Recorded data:
--- Begin ---
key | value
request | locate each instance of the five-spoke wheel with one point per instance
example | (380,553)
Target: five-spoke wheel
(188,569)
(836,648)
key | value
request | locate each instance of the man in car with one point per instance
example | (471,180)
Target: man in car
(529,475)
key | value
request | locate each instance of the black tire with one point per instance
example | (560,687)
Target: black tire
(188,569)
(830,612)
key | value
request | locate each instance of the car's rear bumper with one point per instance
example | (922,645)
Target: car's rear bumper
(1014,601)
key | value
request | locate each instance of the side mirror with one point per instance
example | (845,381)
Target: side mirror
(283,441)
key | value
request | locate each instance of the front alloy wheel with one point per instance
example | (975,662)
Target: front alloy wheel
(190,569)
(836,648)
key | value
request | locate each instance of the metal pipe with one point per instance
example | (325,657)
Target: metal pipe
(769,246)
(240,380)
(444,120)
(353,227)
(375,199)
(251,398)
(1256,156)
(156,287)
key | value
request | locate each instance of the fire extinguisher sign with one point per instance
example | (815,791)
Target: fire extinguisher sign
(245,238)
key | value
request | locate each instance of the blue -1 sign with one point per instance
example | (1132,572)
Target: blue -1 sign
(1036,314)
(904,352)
--- End ---
PROBLEM DETAILS
Please print every line of the records above, unchanged.

EXERCISE RESPONSE
key | value
request | locate each instance of the five-spoke wheel with one point per instance
example | (380,553)
Target: five-spoke wheel
(188,569)
(836,648)
key | value
request | locate each instance of the man in car with one point per instance
example | (471,180)
Target: man in car
(529,475)
key | value
request | locate each instance of the black tire with one point per instance
example | (560,687)
Target: black tire
(188,569)
(830,612)
key | value
request | locate each instance of the car's rear bumper with one point per instance
example | (922,645)
Target: car's rear bumper
(1014,601)
key | value
request | locate each instance of the side mirror with one point per instance
example | (845,381)
Target: side mirror
(283,441)
key | value
request | locate each instance of the front alloy wheel with one point per instance
example | (975,662)
Target: front alloy wheel
(190,569)
(836,648)
key | value
request | locate each instance of the metal pipe with one point per instance
example | (325,657)
Target: metal pipe
(769,246)
(240,380)
(444,120)
(353,227)
(375,199)
(251,398)
(1256,156)
(156,287)
key | value
request | locate each instance of the fire extinguisher sign with one point per instance
example | (815,791)
Target: fire extinguisher sign
(245,238)
key | value
request | locate each instance of the blue -1 sign with one point per instance
example | (1132,572)
Target: blue -1 sign
(1036,314)
(904,352)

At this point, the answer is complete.